Le vin de Constantia se faisait apprécier par une liste impressionnante de connaisseurs: Frédéric II, roi de Prusse, l’importait ; Baudelaire en parlait dans Les Fleurs du Mal, Jane Austen en faisait mention. Napoléon, interné à Sainte-Hélène en 1816 insiste pour qu’on lui procure du Constantia et jusqu’à sa mort en 1821, son entourage et lui consommaient la majeure partie de l’allocation du gouvernement ainsi que le tiers vendu par Cloete. Il est évident que les éventualités politiques et économiques jouaient un grand rôle dans la création de cette légende dont les reflets dorés luisent encore de nos jours. Cependant on ne peut douter des talents réels des Cloete, ni de leurs compétences en ce qui concerne les affaires. Ils gardaient méticuleusement les dossiers de tous leurs chiffres d’affaires, lesquels dossiers ont été préservés. Ils avaient aussi du flair pour la publicité. Le goût moderne a laissé derrière lui ce style de vin avec sa riche saveur et son contenu très élevé en sucre – environ 260g par litre – ce qui serait inacceptable aujourd’hui. Récemment, on a rapporté d’Angleterre quelques bouteilles retrouvées après presque deux siècles, ceux qui avaient le privilège d’y goûter l’acclamaient à l’unanimité.
PROSPERITE ET FIASCO
La première occupation britannique a pris fin en 1802. La République Batave, qui a pris la suite, n’a pas duré plus de quatre ans. Elle n’a constitué qu’un bref intermède d’indépendance avant le retour, cette fois définitif, des Anglais. Pendant que les guerres continuaient en Europe, les agriculteurs du Cap pouvaient compter sur une source sûre de revenus. Ils allaient bientôt perdre leur marché anglais. A Trafalgar, la puissance navale de la France s’est brisée, la campagne de Russie a anéanti l’année et Waterloo a mis fin à l’époque Napoléon. Un demi siècle de guerres tirait à sa fin, et le commerce du vin devait également changer d’orientation.
Les viticulteurs se voyaient progressivement isolés et il suivait une période de rigueur sur le plan économique. La fin des guerres napoléoniennes signalait aussi un rétablissement du commerce du vin entre la France et l’Angleterre. Les viticulteurs du Cap n’avaient plus de marché en dehors de leur pays. Les nouveaux gouverneurs acceptaient la responsabilité et ils essayaient de protéger les agriculteurs. En même temps ils essayaient d’établir des mesures pour contrôler la qualité de la production vinicole locale.

§ **Données de l'exercice**:

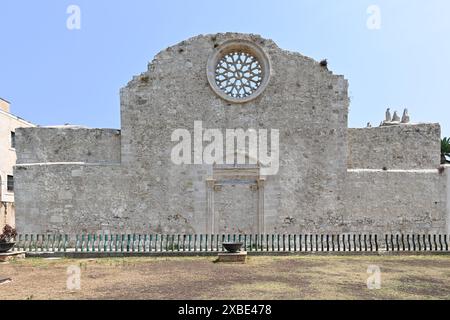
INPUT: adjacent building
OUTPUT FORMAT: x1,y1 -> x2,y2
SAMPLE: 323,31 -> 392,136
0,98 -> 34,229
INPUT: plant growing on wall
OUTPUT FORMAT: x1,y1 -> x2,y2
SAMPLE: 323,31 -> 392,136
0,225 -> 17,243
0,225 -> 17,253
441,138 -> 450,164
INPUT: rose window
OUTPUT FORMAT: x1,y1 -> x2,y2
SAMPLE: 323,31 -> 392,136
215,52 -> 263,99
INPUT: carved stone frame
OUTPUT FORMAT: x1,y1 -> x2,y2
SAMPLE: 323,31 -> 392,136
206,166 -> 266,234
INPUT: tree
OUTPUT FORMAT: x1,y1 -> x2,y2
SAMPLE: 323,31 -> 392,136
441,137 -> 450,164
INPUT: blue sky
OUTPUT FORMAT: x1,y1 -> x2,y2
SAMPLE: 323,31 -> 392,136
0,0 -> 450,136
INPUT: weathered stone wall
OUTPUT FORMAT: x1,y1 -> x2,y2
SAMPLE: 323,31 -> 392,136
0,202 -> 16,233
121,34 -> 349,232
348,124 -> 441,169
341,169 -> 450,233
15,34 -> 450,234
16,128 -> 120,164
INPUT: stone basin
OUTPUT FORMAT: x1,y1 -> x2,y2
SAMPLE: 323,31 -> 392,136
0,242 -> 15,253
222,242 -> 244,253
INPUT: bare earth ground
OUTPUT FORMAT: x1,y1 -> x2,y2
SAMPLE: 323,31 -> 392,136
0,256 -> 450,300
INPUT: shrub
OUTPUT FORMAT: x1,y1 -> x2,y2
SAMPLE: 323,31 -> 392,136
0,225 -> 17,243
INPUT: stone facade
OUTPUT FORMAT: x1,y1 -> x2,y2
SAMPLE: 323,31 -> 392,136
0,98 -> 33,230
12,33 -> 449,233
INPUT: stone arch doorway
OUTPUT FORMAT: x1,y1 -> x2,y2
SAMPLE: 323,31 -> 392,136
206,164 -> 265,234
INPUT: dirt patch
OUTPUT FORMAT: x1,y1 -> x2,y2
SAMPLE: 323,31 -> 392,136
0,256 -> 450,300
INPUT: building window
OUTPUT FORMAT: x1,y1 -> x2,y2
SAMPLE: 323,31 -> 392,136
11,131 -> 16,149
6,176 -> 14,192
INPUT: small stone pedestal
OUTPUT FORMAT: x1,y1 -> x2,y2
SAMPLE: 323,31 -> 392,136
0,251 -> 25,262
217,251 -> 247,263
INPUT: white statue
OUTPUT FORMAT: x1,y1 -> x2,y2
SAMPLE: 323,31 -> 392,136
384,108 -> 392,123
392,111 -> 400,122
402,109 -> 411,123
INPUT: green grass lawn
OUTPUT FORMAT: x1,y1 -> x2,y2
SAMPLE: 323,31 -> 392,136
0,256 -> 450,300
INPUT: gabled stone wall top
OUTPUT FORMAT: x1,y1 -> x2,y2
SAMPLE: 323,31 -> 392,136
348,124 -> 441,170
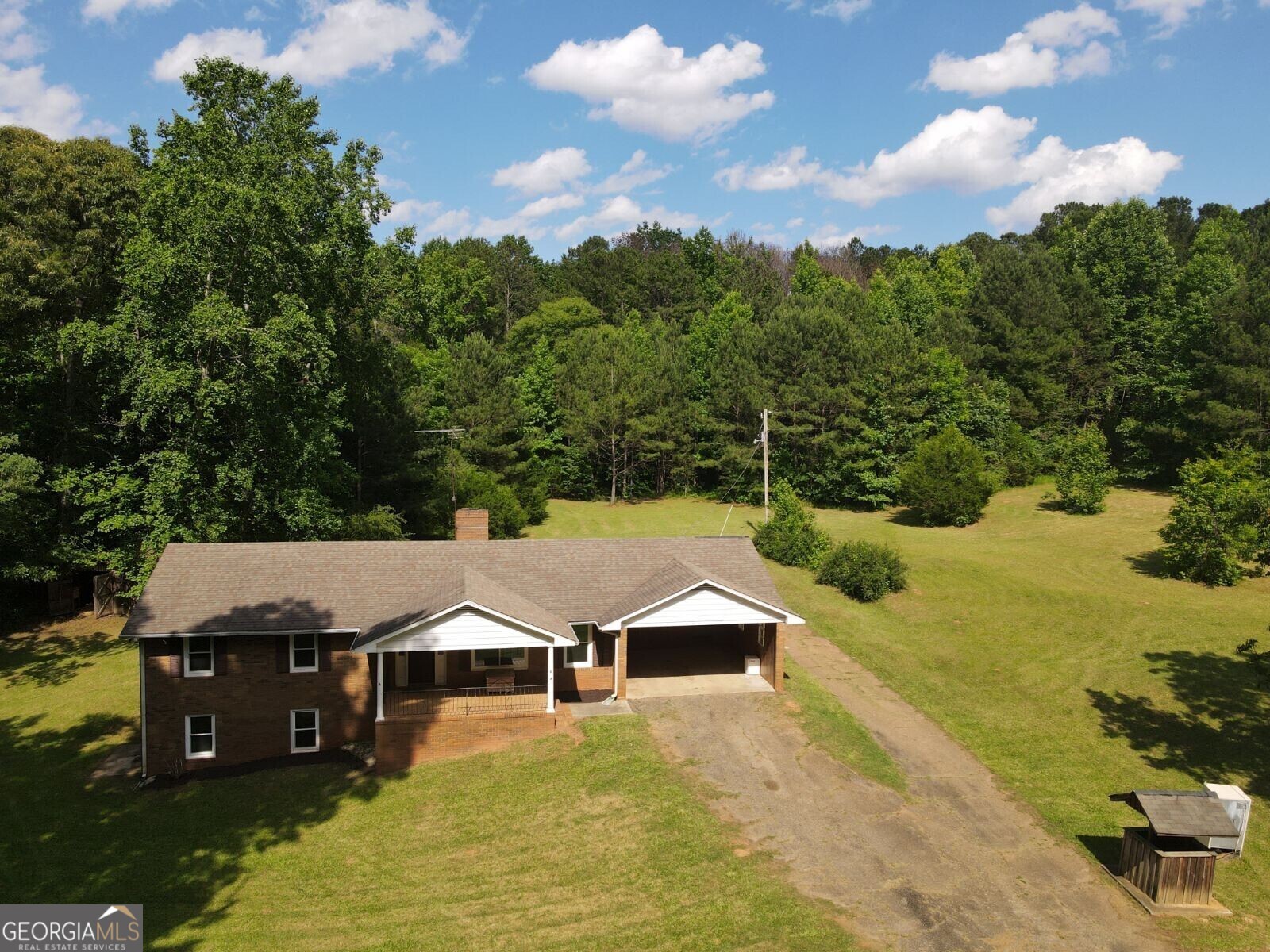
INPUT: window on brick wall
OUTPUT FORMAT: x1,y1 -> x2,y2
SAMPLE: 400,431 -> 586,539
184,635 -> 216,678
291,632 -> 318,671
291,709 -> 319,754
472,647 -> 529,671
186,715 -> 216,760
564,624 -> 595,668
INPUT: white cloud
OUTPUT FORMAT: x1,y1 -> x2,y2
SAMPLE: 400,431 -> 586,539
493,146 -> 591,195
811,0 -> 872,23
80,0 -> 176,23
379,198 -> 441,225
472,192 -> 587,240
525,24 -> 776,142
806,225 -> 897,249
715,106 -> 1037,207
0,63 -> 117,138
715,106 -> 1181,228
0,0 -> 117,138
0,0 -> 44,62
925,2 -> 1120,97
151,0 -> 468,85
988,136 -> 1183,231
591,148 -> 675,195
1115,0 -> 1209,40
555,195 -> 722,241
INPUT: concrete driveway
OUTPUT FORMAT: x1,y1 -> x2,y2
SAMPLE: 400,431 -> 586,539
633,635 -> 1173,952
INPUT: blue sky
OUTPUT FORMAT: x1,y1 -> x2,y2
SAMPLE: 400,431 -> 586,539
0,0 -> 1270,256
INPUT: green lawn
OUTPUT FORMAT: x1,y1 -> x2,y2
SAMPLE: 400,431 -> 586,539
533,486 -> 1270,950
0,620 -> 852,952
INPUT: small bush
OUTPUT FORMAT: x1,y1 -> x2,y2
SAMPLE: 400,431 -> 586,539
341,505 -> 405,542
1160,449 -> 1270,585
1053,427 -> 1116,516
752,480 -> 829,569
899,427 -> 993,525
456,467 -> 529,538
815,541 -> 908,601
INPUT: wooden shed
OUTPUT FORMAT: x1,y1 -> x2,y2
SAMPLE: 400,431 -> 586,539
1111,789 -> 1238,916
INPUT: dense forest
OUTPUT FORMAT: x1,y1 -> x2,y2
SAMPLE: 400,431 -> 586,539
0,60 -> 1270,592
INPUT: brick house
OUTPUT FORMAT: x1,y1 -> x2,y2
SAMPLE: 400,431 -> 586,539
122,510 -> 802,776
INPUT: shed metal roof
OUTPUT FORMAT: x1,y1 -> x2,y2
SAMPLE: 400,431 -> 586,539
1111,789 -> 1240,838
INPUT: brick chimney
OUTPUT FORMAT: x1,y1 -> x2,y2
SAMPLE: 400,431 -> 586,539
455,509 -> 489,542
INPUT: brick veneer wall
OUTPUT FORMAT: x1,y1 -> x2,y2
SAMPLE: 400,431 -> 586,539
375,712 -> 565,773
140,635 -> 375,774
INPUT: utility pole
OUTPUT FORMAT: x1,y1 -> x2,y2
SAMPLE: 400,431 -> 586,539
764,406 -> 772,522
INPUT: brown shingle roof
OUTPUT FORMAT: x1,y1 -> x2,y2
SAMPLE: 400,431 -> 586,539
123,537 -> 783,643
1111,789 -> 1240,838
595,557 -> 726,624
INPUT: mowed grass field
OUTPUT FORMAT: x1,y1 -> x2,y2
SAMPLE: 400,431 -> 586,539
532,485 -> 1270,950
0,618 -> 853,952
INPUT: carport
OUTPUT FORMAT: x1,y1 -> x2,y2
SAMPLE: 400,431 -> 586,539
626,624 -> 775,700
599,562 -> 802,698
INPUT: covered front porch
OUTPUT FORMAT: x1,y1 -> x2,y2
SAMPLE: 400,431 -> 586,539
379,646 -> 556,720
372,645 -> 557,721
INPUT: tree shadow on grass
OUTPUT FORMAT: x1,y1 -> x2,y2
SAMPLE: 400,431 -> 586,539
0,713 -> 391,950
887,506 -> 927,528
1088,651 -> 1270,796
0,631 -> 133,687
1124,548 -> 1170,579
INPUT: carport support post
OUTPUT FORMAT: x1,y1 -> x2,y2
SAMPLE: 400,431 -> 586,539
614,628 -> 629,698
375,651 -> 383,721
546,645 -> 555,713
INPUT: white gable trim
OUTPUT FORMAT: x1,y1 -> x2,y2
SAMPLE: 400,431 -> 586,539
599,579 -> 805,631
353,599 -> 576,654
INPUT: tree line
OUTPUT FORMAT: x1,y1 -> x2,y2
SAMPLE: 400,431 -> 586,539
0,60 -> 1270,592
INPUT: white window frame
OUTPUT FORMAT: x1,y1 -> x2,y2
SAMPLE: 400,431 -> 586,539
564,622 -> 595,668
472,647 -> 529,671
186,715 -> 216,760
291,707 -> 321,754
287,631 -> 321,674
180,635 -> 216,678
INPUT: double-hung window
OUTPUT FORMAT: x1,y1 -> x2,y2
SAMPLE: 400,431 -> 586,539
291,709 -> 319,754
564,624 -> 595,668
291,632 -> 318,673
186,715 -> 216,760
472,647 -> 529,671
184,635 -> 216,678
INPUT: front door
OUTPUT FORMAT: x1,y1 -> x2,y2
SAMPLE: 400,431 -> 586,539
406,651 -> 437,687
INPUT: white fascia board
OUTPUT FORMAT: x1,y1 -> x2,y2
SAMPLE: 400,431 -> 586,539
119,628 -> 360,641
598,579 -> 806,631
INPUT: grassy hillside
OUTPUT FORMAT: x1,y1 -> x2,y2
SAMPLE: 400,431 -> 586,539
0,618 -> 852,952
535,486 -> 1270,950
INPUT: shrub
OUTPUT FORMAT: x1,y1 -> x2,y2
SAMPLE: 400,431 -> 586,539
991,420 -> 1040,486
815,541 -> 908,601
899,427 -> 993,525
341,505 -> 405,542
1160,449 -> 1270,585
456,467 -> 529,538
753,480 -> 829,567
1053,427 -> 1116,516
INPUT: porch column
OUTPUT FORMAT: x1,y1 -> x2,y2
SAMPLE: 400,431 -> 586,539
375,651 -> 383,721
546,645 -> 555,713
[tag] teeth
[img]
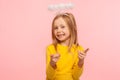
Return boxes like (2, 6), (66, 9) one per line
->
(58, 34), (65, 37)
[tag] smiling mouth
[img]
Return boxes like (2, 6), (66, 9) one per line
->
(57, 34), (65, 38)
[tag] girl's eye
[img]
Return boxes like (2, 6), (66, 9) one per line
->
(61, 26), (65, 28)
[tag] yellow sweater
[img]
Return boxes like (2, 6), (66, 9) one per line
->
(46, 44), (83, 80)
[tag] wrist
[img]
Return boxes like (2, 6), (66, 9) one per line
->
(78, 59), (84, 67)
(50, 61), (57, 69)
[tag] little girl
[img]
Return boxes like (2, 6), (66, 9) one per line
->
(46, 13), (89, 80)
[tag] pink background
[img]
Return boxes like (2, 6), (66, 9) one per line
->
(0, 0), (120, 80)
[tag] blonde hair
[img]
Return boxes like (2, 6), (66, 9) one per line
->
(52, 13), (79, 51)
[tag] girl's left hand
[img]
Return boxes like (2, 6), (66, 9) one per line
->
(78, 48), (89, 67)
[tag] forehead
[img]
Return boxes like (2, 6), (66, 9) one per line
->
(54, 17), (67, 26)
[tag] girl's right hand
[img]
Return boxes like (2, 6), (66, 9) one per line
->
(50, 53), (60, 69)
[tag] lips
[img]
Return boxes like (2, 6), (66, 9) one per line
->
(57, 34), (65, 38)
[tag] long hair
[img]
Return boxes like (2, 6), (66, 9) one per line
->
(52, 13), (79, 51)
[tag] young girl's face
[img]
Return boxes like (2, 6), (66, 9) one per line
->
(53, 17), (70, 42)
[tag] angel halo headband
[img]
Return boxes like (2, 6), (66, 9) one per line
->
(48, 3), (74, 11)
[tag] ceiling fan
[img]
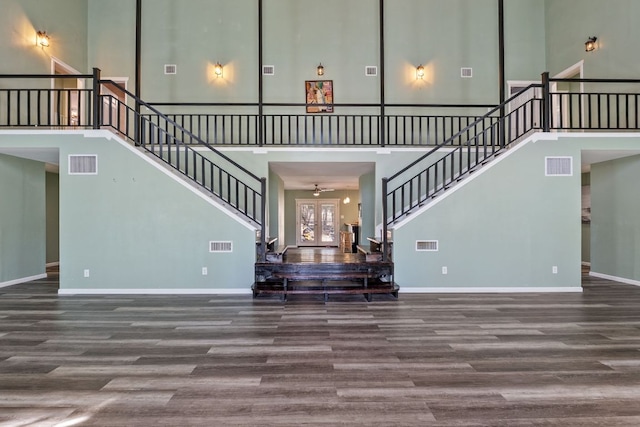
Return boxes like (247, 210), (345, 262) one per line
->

§ **Consigne**:
Répondez aux questions suivantes à partir du texte sur le vin du Cap :
1. Quelle était la teneur approximative en sucre du vin de Constantia ?
2. En quelle année la première occupation britannique a-t-elle pris fin ?
3. Combien de temps la République Batave a-t-elle duré au plus ?
Les entrées sont sans rapport avec le texte sur le vin du Cap.

§ **Corrigé**:
1. Environ 260 g par litre.
2. En 1802.
3. Pas plus de quatre ans.